- **Instructions for the task**
Please state the column types that the database insert described in the Pydantic schemas passage expects for title, year, and genre.

Pydantic Schemas Fix LLM Output Fragility

Overcome Parser Debt with 4 Levels of Structured Guarantees

LLM outputs start as unreliable strings—markdown-wrapped JSON, wrong keys like 'movie_title' instead of 'title', strings for integers (e.g., "2014"), or prefixed prose—crashing json.loads() or silently corrupting database inserts expecting VARCHAR title, INTEGER year, VARCHAR genre. Naive fixes add 30+ lines of if-statements for stripping, normalizing, and casting, but fail on new edge cases like XML tags or model updates.

- **Point localization data**

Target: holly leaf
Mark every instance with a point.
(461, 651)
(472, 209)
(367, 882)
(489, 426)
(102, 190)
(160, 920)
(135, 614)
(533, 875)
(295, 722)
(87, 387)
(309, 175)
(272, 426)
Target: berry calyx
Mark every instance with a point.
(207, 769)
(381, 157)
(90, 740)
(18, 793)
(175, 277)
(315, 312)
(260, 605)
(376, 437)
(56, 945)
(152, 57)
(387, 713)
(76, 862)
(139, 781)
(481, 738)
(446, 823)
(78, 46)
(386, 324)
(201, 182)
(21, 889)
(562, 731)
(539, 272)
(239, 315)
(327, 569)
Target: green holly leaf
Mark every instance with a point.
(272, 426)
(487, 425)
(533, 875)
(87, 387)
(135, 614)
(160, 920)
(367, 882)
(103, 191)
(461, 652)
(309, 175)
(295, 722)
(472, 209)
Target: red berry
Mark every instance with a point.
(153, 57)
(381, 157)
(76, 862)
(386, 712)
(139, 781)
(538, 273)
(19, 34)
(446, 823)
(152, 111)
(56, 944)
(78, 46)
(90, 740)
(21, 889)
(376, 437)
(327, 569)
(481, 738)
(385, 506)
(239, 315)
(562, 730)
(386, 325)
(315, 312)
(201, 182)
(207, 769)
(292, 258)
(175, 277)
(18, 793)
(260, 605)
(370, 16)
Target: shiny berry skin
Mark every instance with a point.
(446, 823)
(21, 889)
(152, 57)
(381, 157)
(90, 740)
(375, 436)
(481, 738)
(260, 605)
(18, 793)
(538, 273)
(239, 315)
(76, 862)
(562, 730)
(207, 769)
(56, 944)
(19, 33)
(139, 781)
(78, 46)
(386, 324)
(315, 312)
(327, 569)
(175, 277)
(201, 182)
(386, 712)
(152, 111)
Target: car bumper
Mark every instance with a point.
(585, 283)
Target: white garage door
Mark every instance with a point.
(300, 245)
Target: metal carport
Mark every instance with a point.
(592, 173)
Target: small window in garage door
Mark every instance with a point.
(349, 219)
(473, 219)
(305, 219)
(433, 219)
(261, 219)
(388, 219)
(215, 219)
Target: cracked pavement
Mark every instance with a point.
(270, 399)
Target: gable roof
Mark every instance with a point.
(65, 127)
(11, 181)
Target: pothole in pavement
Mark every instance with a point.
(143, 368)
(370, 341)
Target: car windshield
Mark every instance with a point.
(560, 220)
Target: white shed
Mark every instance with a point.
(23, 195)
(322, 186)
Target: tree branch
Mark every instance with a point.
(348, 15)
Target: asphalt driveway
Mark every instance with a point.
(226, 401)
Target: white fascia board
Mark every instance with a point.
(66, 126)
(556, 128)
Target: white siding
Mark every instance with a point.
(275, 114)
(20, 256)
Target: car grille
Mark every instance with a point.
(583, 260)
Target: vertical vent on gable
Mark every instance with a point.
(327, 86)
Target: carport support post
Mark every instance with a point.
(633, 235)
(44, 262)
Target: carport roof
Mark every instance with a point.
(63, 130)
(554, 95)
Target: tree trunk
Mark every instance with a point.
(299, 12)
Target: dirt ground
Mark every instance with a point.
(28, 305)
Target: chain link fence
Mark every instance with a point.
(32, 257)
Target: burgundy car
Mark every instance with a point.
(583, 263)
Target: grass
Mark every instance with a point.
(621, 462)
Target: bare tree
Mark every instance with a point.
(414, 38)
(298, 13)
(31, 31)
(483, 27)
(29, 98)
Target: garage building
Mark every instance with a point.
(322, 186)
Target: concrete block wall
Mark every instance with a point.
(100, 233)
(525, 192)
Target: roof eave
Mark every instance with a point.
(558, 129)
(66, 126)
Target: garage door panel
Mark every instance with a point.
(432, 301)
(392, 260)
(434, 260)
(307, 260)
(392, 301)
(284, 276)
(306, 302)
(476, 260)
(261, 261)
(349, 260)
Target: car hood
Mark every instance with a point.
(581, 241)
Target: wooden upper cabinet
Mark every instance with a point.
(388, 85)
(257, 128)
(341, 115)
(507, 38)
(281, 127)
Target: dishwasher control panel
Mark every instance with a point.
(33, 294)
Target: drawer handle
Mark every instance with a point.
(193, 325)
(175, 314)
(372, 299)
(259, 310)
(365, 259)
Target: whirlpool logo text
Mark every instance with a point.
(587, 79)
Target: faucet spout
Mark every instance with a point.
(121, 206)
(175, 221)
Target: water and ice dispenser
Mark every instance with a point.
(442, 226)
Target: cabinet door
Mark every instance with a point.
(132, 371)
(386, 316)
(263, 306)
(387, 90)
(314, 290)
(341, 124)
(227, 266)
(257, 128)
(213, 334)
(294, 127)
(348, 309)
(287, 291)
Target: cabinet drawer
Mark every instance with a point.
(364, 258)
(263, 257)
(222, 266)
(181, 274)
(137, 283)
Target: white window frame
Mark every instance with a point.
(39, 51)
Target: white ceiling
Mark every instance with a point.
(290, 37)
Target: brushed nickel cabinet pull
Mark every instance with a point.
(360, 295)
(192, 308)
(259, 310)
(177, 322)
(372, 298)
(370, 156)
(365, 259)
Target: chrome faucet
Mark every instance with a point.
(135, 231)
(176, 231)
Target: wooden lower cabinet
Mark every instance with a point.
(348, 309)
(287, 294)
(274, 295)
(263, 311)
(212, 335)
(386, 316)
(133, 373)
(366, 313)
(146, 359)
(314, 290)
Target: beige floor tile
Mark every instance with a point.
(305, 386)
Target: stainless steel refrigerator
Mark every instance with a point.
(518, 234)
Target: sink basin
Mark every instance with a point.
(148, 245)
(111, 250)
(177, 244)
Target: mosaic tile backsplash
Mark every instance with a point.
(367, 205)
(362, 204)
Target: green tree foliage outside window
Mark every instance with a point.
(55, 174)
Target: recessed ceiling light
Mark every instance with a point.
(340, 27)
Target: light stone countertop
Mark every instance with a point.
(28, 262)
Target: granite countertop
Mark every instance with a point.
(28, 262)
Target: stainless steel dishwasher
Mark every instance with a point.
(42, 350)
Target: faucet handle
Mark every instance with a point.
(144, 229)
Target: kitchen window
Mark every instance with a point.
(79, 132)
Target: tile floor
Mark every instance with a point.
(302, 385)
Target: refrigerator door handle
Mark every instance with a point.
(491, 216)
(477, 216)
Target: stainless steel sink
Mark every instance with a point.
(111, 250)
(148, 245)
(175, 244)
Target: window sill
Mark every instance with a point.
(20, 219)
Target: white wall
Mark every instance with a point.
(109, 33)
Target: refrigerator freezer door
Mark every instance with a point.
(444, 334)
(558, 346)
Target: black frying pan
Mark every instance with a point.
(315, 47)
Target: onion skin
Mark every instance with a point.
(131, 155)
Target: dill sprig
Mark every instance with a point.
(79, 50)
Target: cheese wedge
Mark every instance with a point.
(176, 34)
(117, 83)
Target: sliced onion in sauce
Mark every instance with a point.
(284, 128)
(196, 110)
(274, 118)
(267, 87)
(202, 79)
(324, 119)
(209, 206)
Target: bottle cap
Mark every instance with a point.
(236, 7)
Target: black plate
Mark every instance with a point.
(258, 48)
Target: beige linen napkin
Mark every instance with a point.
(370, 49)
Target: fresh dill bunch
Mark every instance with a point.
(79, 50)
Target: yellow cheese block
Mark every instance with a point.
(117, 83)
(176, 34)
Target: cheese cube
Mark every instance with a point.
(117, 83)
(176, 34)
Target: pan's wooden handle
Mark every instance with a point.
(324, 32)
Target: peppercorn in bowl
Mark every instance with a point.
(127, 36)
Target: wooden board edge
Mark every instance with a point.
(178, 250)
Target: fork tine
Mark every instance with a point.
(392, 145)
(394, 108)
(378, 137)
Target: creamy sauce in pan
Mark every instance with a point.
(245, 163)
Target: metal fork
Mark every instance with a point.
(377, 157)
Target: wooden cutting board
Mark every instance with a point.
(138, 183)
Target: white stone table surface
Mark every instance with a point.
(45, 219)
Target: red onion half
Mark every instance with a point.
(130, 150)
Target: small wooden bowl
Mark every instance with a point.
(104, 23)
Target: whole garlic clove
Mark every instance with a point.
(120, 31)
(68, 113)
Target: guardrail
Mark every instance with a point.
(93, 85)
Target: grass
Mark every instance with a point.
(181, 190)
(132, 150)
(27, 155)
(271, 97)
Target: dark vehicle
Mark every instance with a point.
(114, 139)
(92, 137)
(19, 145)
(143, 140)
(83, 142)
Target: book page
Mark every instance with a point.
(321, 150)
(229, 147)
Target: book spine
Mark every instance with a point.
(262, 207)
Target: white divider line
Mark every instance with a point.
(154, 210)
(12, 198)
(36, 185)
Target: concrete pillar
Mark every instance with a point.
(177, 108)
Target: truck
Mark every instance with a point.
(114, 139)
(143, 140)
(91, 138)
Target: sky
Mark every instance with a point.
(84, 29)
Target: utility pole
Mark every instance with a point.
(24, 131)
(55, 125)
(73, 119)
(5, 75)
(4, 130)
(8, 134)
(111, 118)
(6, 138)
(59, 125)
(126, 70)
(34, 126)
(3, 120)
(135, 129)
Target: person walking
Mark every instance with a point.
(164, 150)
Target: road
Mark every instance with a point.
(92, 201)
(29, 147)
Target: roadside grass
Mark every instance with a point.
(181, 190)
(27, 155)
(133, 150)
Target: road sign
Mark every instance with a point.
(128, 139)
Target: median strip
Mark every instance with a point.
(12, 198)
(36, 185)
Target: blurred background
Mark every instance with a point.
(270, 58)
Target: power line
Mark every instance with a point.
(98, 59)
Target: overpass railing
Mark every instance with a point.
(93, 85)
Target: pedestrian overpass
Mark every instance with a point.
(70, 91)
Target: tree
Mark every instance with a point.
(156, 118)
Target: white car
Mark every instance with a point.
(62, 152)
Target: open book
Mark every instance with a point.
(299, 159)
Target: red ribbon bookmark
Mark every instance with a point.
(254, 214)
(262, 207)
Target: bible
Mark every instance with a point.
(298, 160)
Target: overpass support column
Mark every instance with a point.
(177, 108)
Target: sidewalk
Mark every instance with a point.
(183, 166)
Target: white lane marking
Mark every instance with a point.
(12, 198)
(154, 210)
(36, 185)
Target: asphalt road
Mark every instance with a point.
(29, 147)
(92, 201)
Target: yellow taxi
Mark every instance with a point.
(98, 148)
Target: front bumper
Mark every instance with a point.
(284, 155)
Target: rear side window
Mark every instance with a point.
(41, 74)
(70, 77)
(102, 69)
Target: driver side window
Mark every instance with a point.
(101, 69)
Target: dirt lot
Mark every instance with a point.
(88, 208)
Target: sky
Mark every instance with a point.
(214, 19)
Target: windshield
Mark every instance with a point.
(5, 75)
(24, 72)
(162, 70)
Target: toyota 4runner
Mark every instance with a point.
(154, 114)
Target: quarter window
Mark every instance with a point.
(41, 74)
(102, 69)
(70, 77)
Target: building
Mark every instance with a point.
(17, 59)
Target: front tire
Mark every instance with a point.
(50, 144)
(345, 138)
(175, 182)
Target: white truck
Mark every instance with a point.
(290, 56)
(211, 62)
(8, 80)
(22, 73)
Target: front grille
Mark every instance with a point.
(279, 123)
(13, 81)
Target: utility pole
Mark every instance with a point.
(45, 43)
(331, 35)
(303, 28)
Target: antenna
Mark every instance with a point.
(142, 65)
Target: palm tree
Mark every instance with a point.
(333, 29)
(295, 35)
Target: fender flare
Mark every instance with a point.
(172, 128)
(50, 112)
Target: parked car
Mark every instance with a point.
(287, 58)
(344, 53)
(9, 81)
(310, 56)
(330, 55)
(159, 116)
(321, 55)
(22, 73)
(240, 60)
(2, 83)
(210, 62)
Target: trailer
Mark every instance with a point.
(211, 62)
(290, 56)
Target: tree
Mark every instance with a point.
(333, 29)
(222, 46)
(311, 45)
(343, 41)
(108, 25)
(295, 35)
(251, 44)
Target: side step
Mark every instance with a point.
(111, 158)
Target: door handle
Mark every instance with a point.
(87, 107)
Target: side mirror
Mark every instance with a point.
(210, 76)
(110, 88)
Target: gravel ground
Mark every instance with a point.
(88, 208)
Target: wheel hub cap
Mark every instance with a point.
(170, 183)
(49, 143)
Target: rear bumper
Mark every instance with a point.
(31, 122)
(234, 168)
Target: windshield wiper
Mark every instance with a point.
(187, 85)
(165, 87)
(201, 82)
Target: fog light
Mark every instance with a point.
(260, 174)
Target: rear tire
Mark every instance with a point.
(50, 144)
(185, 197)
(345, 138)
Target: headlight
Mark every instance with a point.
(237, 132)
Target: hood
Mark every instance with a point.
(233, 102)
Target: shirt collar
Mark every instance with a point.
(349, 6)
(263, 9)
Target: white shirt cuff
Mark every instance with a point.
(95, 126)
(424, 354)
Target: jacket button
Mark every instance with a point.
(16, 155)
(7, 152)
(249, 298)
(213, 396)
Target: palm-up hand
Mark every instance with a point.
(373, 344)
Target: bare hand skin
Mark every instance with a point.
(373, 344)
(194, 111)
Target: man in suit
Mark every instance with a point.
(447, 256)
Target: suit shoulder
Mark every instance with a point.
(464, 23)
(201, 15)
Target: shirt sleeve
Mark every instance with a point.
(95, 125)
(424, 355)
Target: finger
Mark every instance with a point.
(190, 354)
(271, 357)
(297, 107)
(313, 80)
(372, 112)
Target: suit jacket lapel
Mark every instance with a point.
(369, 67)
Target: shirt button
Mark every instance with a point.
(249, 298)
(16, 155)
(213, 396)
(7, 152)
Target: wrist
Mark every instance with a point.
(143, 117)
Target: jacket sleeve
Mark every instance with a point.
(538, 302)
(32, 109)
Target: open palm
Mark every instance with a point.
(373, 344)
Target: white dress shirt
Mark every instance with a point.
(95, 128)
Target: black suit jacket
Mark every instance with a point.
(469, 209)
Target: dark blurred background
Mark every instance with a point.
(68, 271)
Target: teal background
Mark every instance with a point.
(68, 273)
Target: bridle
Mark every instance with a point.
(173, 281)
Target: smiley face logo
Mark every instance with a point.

- **Result below**
VARCHAR for title, INTEGER for year, and VARCHAR for genre.